**EXERCISE**: Write out the records again exactly. Nothing should be dropped.
SOURCE INFORMATION START
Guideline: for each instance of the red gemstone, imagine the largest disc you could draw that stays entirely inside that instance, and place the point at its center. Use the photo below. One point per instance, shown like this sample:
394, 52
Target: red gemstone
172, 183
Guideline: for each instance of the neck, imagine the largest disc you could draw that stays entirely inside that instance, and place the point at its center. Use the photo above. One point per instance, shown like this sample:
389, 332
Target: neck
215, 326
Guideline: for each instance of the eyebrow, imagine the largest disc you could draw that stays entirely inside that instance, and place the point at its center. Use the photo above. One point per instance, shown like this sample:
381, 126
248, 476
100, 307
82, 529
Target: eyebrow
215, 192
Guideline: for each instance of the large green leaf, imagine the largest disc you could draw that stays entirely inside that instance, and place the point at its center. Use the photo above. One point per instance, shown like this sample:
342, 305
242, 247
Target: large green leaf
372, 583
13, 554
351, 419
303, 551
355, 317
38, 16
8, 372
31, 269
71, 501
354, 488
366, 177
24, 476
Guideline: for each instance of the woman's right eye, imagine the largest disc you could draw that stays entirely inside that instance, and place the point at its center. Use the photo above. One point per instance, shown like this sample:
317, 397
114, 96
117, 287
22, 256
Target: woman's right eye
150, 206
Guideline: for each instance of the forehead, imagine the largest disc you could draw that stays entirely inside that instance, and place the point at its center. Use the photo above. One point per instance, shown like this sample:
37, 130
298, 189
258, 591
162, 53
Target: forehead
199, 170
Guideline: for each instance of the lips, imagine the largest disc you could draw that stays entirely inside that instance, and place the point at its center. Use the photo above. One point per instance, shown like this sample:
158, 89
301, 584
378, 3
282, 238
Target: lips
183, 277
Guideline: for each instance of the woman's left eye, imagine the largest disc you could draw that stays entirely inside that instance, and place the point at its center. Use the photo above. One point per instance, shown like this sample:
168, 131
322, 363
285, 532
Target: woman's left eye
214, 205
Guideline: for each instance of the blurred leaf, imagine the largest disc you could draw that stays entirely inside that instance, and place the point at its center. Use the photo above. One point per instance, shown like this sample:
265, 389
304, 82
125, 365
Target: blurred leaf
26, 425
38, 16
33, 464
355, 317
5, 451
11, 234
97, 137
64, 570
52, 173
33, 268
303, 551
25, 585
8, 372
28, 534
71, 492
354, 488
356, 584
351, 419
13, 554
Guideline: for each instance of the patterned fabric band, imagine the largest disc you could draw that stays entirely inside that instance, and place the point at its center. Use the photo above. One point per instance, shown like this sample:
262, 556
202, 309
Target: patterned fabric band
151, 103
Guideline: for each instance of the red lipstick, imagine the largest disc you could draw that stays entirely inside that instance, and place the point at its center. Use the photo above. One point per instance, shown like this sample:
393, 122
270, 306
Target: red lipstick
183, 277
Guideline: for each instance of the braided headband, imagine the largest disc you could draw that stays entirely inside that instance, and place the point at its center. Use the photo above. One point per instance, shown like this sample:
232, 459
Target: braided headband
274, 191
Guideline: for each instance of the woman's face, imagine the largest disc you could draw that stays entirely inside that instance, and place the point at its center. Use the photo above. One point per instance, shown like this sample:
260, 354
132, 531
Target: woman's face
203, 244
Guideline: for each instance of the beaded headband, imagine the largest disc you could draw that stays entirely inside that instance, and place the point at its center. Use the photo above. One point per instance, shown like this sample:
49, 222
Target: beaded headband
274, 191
SOURCE INFORMATION END
**RESULT FOR THIS TASK**:
Guideline: for each instance of the red gemstone, imagine the largest disc you could draw that stays entirely inside that instance, and place the point at its center. Use the photo below. One point per instance, shown like this sample:
394, 52
Target: red gemstone
172, 183
Guideline: for each instance of the neck, imagine the largest disc you could draw that stays entirely inside that instance, and place the point at its center. Use the photo above. One point per instance, shown like this sample:
389, 332
Target: neck
215, 326
Guideline: for each instance of the eyebrow, imagine the largest disc you could draw that stays entirely inside that instance, and place the point at its center. Use the photo above. One point per instance, shown like this sample:
381, 126
248, 476
100, 307
82, 529
Target: eyebrow
215, 192
Guideline: for each instance of the large green leaf, imagine the largest disc you could draw that stays entirely inside that instance, and place the point at its center. Use the photo above. One point per instance, shown like this sample:
342, 305
242, 247
Target: large green leaf
372, 583
13, 554
351, 419
303, 551
355, 317
38, 16
8, 372
31, 269
71, 501
354, 488
366, 177
24, 476
Guideline: for each instance of the woman's right eye, imagine the largest disc you could draw that stays entirely inside that instance, and place the point at its center. Use the photo above. One point per instance, shown like this sample:
317, 397
114, 96
117, 287
22, 256
Target: woman's right eye
150, 206
Guideline: for each instance of the forehead, imagine the largest disc you could draw that stays entirely inside that instance, and place the point at its center. Use the photo above. One point per instance, shown like this sample:
37, 130
298, 189
258, 591
162, 53
Target: forehead
199, 170
Guideline: for each instance of the lips, imagine the largest disc you could draw that stays entirely inside that instance, and place the point at its center. Use the photo above. One point per instance, shown like this sample:
158, 89
301, 584
378, 3
282, 238
Target: lips
183, 277
Guideline: for each instance of the woman's left eye, imagine the largest disc you could draw that stays entirely inside that instance, and place the point at its center. Use the photo above. One point per instance, shown like this sample:
168, 131
322, 363
285, 532
Target: woman's left eye
214, 205
Guideline: for each instance of the blurred leaf, imagine the largest disc you could draw that stays entirely inside that instance, and place the point at its center. Use the photo above. One point per instance, shown like this sample:
265, 389
304, 82
125, 365
Target: blurred leaf
26, 425
38, 16
33, 464
355, 317
5, 451
11, 234
97, 137
64, 570
52, 173
33, 268
303, 551
25, 585
8, 372
28, 534
71, 492
354, 488
356, 584
351, 419
13, 554
Guideline: for each instance of the patterned fabric band, imagine the largest disc you could draw that stays entirely inside that instance, and place the point at its center. Use the photo above. One point per instance, shown like this sample:
262, 556
202, 309
Target: patterned fabric band
151, 103
Guideline: for each instance of the red lipstick, imagine the largest disc you could draw that stays entirely inside that instance, and place the point at its center. Use the photo above. One point per instance, shown like this sample:
393, 122
270, 306
Target: red lipstick
183, 277
Guideline: for each instance of the braided headband, imagine the largest disc you could draw that stays entirely inside that instance, and place the point at its center. Use the photo above. One point per instance, shown like this sample:
232, 459
Target: braided headband
274, 191
Guideline: for each instance of the woman's face, imagine the largest disc you could draw that stays entirely inside that instance, and place the point at its center. Use the photo above. One point per instance, shown like this sample:
260, 354
132, 531
Target: woman's face
203, 244
Guideline: for each instance of the beaded headband, imagine the largest disc you could draw that stays entirely inside that instance, and place the point at its center. Use the photo above. One point per instance, shown like this sample:
49, 222
Target: beaded headband
274, 191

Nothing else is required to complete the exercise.